**READING TEXT:**
• • • •

V0XNIHILI / autolightning

Automating PyTorch Lightning via simple yet expressive configurations

Geek Repo:Geek Repo

Github PK Tool:Github PK Tool

autolightning

The goal of this project is to achieve zero-code, from-configuration-only training of PyTorch models using PyTorch Lightning. This is achieved by using a configuration dictionary that specifies the model, the dataset, the data loaders, etc. The configuration is then used to build all required objects. Currently, this leads to an average lines-of-code reduction of 15% compared to a standard PyTorch Lightning, while improving customizability + reproducibility and maintaining the same flexibility as the original code.

Installation

To install the package, you can use the following command:

pip install git+https://github.com/V0XNIHILI/autolightning.git@main

Or, if you want to install the package in editable mode, you can use the following command:

git clone git@github.com:V0XNIHILI/autolightning.git
cd autolightning
# Make sure you have pip 23 or higher
pip install -e .

• • • •

**INFORMATION PROVIDED:**
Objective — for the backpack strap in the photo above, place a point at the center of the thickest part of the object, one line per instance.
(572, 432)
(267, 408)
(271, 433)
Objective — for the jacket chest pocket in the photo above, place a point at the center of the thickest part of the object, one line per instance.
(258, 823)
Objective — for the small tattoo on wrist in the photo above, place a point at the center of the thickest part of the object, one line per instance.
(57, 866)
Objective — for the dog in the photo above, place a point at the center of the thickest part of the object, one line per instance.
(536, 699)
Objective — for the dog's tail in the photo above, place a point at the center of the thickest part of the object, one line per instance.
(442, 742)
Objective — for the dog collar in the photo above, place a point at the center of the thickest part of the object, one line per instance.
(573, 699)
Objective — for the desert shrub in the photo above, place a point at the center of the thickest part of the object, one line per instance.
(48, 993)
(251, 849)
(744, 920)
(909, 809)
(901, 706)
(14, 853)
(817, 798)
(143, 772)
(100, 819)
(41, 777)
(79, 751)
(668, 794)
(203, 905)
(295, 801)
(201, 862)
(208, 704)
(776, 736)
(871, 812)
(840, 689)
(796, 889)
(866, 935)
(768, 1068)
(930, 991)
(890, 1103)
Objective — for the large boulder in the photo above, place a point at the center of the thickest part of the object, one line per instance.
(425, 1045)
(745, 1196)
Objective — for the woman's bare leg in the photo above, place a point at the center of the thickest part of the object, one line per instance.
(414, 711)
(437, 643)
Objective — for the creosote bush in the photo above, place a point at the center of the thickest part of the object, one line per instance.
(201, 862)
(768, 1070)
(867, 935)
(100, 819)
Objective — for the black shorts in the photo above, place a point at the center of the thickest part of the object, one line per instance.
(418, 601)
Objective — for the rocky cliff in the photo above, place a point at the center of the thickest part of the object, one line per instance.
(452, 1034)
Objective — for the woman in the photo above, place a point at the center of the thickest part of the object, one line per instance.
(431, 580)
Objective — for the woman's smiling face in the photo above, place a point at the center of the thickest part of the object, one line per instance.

• • • •

**DIRECTIONS:**
a: According to the autolightning page, what average reduction in lines of code does the project currently achieve compared to standard PyTorch Lightning?
b: List every shell command in the installation section of the autolightning page. Leave out the comment line.
c: Write the next part of the autolightning page, picking up after its final command, "pip install -e .".

**ANSWERS:**
a: An average reduction of 15%.

b:
pip install git+https://github.com/V0XNIHILI/autolightning.git@main
git clone git@github.com:V0XNIHILI/autolightning.git
cd autolightning
pip install -e .

c:
Example usage

1. Define the configuration

To define a complete configuration, you can use the following top-level keys:

cfg = {
    "learner": {...},
    "criterion": {...},
    "lr_scheduler": {...}, # Optional
    "model": {...},
    "optimizer": {...},

    "training": {...}, # Optional
    "seed": ..., # Optional
    "dataset": {...}, # Optional
    "dataloaders": {...}, # Optional
}

For example, to train a LeNet5 on MNIST with early stopping and learning rate stepping, the configuration can be defined in one of the following ways:

Option 1: A (regular) dictionary

Note that I use DotMap here to define the configuration, but you can use any other dictionary-like object, or use tools like OmegaConf or Hydra to define the configuration.

# filename: main.py
# -----------------

from dotmap import DotMap

cfg = DotMap()

# Specify the learner and its configuration
# Without having any dots in the name, the import will be done from
# the `autolightning.lm` module
cfg.learner.name = "SupervisedLearner"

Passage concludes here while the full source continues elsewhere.